[START OF DOCUMENT TEXT]

Best numbers day ever was on Caesar Creek last year.

A buddy and I had 17 rips trolling and boated 11 of them. A few of them were in the low 30's, most were in the upper 30's to low 40's and the largest were 44" & 49". It was a scorching late July day and all the action occured during the brightest & hottest point of the day??? I'll never forget it and will probably never be able to reproduce the same results again.


----------



## Muskie_Guy (Mar 14, 2007)

It was 11 or 12 on Chemong in one day and many rips too... and we thought we would score big in the tournament the next day.. I think we caught one, and we worked our butts off for that one...


----------



## Mason52 (Aug 21, 2009)

I caught six fish, all casting, all on the same bait, but it took me about 10 hrs. biggest was 38, and the smallest was 32,33 inches.


----------



## BuckeyeTom (Apr 6, 2004)

[END OF DOCUMENT TEXT]

# TASKS:
1. In the fishing thread, how many fish did the first poster and a buddy boat while trolling on Caesar Creek?
2. Rewrite the part of the entries that opens with the line containing "Scientific specimen imaging: find the rear door" and closes with the line containing "[264,347,285,358]", changing "rear door" to "tailgate" and keeping everything else the same.

[START OF MATERIAL PROVIDED]

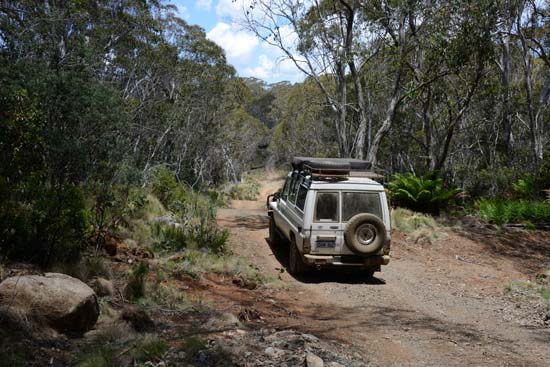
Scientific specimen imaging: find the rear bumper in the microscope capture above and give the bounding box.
[304,254,390,268]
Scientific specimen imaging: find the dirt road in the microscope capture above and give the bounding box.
[218,175,550,366]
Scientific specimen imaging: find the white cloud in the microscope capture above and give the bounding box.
[176,3,190,20]
[195,0,212,11]
[243,54,304,82]
[206,22,259,64]
[216,0,250,19]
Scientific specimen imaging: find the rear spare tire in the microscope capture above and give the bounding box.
[344,213,386,255]
[288,237,308,275]
[269,215,281,246]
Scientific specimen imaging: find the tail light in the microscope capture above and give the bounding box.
[384,240,391,255]
[302,237,311,254]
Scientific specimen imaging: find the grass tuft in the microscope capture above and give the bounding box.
[476,199,550,228]
[391,208,448,243]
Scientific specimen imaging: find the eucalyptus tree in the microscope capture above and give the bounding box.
[245,0,378,158]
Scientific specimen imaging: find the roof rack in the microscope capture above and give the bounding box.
[292,157,382,179]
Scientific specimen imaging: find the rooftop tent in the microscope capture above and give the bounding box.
[292,157,382,179]
[292,157,372,175]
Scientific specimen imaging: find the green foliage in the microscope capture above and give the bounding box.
[512,175,536,199]
[229,180,260,201]
[125,262,149,300]
[475,199,550,225]
[388,173,460,214]
[130,335,168,363]
[0,180,89,265]
[75,330,168,367]
[391,208,448,243]
[50,255,112,282]
[179,336,207,361]
[153,223,229,253]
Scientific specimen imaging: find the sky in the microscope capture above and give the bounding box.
[167,0,304,83]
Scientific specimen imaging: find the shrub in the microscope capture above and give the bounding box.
[50,255,112,282]
[0,182,89,266]
[153,223,229,254]
[476,199,550,225]
[388,173,460,215]
[151,166,180,207]
[229,180,260,201]
[512,175,537,199]
[124,263,149,300]
[391,208,448,243]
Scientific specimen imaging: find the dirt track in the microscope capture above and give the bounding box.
[218,175,550,366]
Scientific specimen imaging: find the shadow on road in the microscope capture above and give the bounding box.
[224,215,269,231]
[456,227,550,273]
[265,238,386,285]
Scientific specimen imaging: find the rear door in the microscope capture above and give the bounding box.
[311,190,344,255]
[341,190,389,255]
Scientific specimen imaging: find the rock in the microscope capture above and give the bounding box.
[205,313,242,330]
[302,334,319,343]
[0,273,99,333]
[168,251,187,262]
[103,235,120,256]
[120,306,155,332]
[233,277,258,290]
[90,277,115,297]
[306,352,325,367]
[264,347,285,358]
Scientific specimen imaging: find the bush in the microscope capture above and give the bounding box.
[512,175,537,199]
[391,208,448,243]
[388,173,460,215]
[0,182,89,266]
[154,223,229,254]
[124,263,149,300]
[476,199,550,225]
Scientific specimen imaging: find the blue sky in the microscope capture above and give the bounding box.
[167,0,304,83]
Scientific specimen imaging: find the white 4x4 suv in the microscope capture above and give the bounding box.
[267,157,391,275]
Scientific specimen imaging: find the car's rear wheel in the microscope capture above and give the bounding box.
[344,213,386,255]
[288,238,307,275]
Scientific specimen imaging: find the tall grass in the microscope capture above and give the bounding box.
[391,208,448,243]
[476,199,550,225]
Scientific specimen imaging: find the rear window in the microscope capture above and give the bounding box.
[288,177,302,204]
[314,192,338,222]
[342,192,382,222]
[296,185,307,211]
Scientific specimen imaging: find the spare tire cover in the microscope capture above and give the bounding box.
[344,213,386,255]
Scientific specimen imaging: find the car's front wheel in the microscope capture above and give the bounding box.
[288,238,308,275]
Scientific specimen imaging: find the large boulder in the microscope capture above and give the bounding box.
[0,273,99,333]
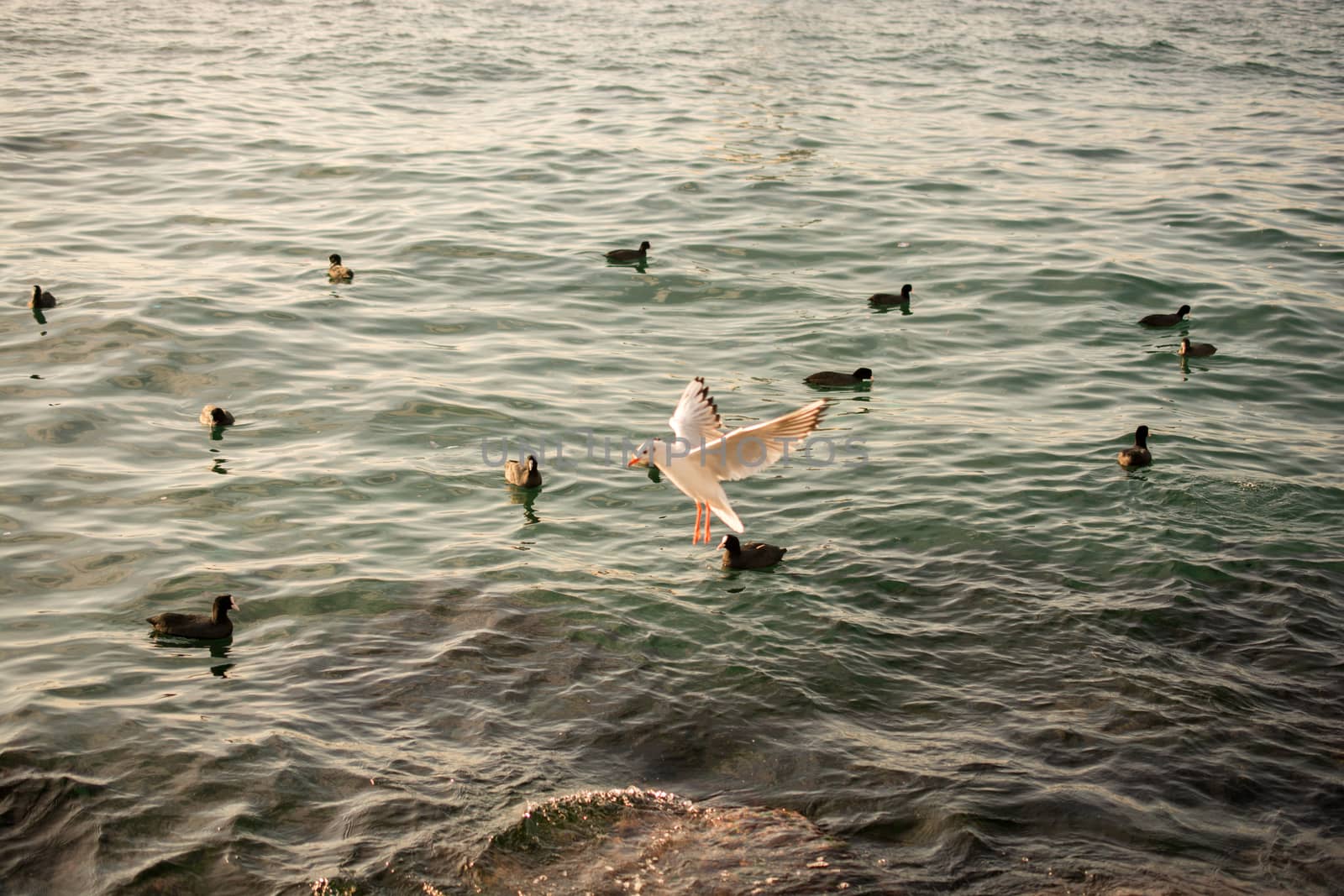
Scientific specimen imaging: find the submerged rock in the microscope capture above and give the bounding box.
[462,787,892,896]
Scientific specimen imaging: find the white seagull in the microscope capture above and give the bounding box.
[627,376,827,544]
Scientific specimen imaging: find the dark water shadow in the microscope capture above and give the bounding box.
[869,302,914,317]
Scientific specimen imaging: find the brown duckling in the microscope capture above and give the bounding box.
[200,405,234,426]
[145,594,238,641]
[869,284,914,305]
[606,239,654,262]
[29,284,56,307]
[719,535,789,569]
[1138,305,1189,327]
[1116,426,1153,468]
[1178,338,1218,358]
[504,454,542,489]
[327,253,354,280]
[802,367,872,385]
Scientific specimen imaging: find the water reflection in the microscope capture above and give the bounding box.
[508,485,542,525]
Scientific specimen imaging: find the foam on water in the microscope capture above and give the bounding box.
[0,0,1344,894]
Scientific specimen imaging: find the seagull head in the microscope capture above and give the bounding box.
[627,439,663,466]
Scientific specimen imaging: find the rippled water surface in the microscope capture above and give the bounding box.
[0,0,1344,896]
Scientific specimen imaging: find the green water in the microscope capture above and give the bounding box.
[0,0,1344,894]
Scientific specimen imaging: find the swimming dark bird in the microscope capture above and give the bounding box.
[1138,305,1189,327]
[1178,338,1218,358]
[200,405,234,426]
[802,367,872,385]
[606,239,654,262]
[869,284,914,305]
[327,253,354,280]
[719,535,789,569]
[145,594,238,641]
[1116,426,1153,466]
[504,454,542,489]
[29,284,56,307]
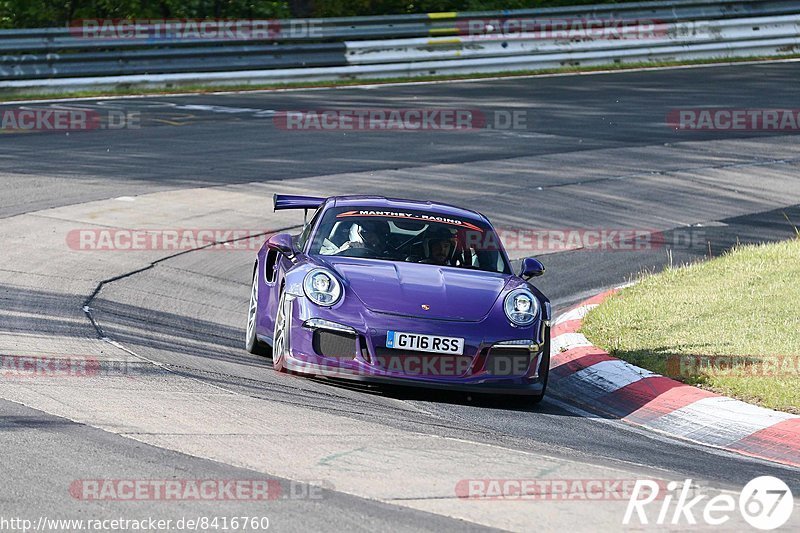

[END OF MATERIAL PROVIDED]

# THE SOLUTIONS:
1. 11

2.
Scientific specimen imaging: find the tailgate in the microscope capture above and give the bounding box.
[311,190,344,255]
[341,190,389,255]
Scientific specimen imaging: find the rock in the microscope capture above and give the bounding box.
[205,313,242,330]
[302,334,319,343]
[0,273,99,333]
[168,251,187,262]
[103,235,120,256]
[120,306,155,332]
[233,277,258,290]
[90,277,115,297]
[306,352,325,367]
[264,347,285,358]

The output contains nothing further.